WHAT IS NEEDED => Repeat every line of the data verbatim.

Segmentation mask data
┄┄┄┄┄┄

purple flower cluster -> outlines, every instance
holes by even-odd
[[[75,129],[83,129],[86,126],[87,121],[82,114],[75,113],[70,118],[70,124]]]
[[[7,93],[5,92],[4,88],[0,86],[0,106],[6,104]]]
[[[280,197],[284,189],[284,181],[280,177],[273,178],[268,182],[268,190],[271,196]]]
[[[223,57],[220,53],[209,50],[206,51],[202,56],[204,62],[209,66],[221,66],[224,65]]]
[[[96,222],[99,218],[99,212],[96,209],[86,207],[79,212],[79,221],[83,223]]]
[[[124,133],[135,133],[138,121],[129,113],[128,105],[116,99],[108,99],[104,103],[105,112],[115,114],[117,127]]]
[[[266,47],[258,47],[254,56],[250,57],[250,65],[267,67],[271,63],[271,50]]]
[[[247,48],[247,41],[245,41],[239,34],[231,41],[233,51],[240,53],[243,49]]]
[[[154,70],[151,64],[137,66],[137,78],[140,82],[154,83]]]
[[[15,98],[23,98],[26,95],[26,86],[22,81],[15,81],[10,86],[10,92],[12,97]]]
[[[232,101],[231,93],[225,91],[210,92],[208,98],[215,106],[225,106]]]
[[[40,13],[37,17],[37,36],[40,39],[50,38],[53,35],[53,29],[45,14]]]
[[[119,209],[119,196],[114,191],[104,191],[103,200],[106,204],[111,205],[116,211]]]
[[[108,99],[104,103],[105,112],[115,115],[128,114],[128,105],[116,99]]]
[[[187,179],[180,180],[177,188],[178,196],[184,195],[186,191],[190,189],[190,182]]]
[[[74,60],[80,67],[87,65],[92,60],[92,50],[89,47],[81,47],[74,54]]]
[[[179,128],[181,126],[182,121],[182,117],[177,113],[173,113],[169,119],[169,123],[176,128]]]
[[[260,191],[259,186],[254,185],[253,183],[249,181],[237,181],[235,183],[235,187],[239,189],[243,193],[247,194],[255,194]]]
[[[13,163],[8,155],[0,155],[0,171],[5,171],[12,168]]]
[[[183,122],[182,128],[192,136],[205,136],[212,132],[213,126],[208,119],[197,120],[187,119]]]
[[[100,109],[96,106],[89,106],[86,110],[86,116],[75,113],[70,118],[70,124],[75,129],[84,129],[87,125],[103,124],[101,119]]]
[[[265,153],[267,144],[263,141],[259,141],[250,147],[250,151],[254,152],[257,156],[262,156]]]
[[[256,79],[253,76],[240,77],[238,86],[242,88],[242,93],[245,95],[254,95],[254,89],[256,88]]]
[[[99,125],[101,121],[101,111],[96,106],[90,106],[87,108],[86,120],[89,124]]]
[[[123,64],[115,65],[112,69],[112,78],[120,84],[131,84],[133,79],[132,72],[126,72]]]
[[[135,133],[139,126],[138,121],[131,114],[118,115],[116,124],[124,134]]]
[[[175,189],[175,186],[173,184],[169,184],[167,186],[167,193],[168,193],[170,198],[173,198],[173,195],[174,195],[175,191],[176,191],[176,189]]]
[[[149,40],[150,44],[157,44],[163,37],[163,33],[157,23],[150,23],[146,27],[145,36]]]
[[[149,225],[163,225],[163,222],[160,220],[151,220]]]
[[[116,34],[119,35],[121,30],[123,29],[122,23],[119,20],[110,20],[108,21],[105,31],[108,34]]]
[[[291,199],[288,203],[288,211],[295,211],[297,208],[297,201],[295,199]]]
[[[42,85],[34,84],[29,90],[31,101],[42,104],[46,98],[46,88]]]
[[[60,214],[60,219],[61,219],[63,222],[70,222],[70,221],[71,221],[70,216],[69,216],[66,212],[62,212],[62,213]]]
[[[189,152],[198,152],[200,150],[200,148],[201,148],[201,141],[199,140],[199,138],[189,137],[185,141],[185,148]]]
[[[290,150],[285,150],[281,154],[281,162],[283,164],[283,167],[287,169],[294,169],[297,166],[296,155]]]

┄┄┄┄┄┄

ANSWER =>
purple flower cluster -> outlines, every instance
holes by even-odd
[[[75,129],[83,129],[86,126],[87,121],[82,114],[75,113],[70,118],[70,124]]]
[[[7,93],[5,92],[4,88],[0,86],[0,106],[6,104]]]
[[[280,197],[284,189],[284,181],[280,177],[273,178],[268,182],[268,190],[271,196]]]
[[[223,57],[220,53],[209,50],[206,51],[202,56],[204,62],[209,66],[221,66],[224,65]]]
[[[96,222],[99,218],[99,212],[96,209],[86,207],[79,212],[79,221],[83,223]]]
[[[124,133],[135,133],[138,121],[129,113],[128,105],[116,99],[108,99],[104,103],[105,112],[115,114],[117,127]]]
[[[266,47],[258,47],[254,56],[250,57],[250,65],[267,67],[271,63],[271,50]]]
[[[247,48],[247,41],[245,41],[239,34],[231,41],[233,51],[240,53],[243,49]]]
[[[154,70],[151,64],[137,66],[137,78],[140,82],[154,83]]]
[[[15,98],[23,98],[26,95],[26,86],[22,81],[15,81],[10,86],[10,92],[12,97]]]
[[[232,101],[231,93],[225,91],[210,92],[208,98],[215,106],[225,106]]]
[[[40,13],[37,17],[37,36],[40,39],[50,38],[53,35],[53,29],[45,14]]]
[[[119,209],[119,196],[114,191],[104,191],[103,200],[106,204],[111,205],[116,211]]]
[[[108,99],[104,103],[105,112],[115,115],[128,114],[128,105],[116,99]]]
[[[187,179],[180,180],[177,188],[178,196],[184,195],[186,191],[190,189],[190,182]]]
[[[74,60],[80,67],[87,65],[92,60],[92,50],[89,47],[81,47],[74,54]]]
[[[179,128],[181,126],[182,121],[182,117],[177,113],[173,113],[169,119],[169,123],[176,128]]]
[[[260,191],[259,186],[254,185],[253,183],[249,181],[237,181],[235,183],[235,187],[239,189],[243,193],[247,194],[255,194]]]
[[[13,163],[8,155],[0,155],[0,171],[5,171],[12,168]]]
[[[183,122],[182,128],[192,136],[205,136],[212,132],[213,126],[208,119],[197,120],[187,119]]]
[[[100,109],[96,106],[89,106],[86,110],[86,116],[75,113],[70,118],[70,124],[75,129],[84,129],[87,125],[103,124],[101,119]]]
[[[265,153],[267,144],[263,141],[259,141],[250,147],[250,151],[254,152],[257,156],[262,156]]]
[[[256,79],[253,76],[240,77],[238,86],[242,88],[242,93],[245,95],[254,95],[254,89],[256,88]]]
[[[99,125],[101,121],[101,111],[96,106],[90,106],[87,108],[86,120],[89,124]]]
[[[123,64],[115,65],[112,69],[112,78],[120,84],[131,84],[133,79],[132,72],[126,72]]]
[[[135,133],[139,126],[138,121],[131,114],[118,115],[116,124],[124,134]]]
[[[175,189],[175,186],[173,184],[169,184],[167,186],[167,193],[168,193],[170,198],[173,198],[173,195],[174,195],[175,191],[176,191],[176,189]]]
[[[149,40],[150,44],[157,44],[163,37],[163,33],[157,23],[150,23],[146,27],[145,36]]]
[[[149,225],[163,225],[163,222],[160,220],[151,220]]]
[[[116,34],[119,35],[121,30],[123,29],[122,23],[119,20],[110,20],[108,21],[105,31],[108,34]]]
[[[291,199],[288,203],[288,211],[295,211],[297,208],[297,201],[295,199]]]
[[[42,85],[34,84],[29,90],[31,101],[42,104],[46,98],[46,88]]]
[[[60,214],[60,219],[61,219],[63,222],[70,222],[70,221],[71,221],[70,216],[69,216],[66,212],[62,212],[62,213]]]
[[[189,152],[198,152],[200,150],[200,148],[201,148],[201,141],[199,140],[199,138],[189,137],[185,141],[185,148]]]
[[[290,150],[285,150],[281,154],[281,162],[283,164],[283,167],[287,169],[294,169],[297,166],[296,155]]]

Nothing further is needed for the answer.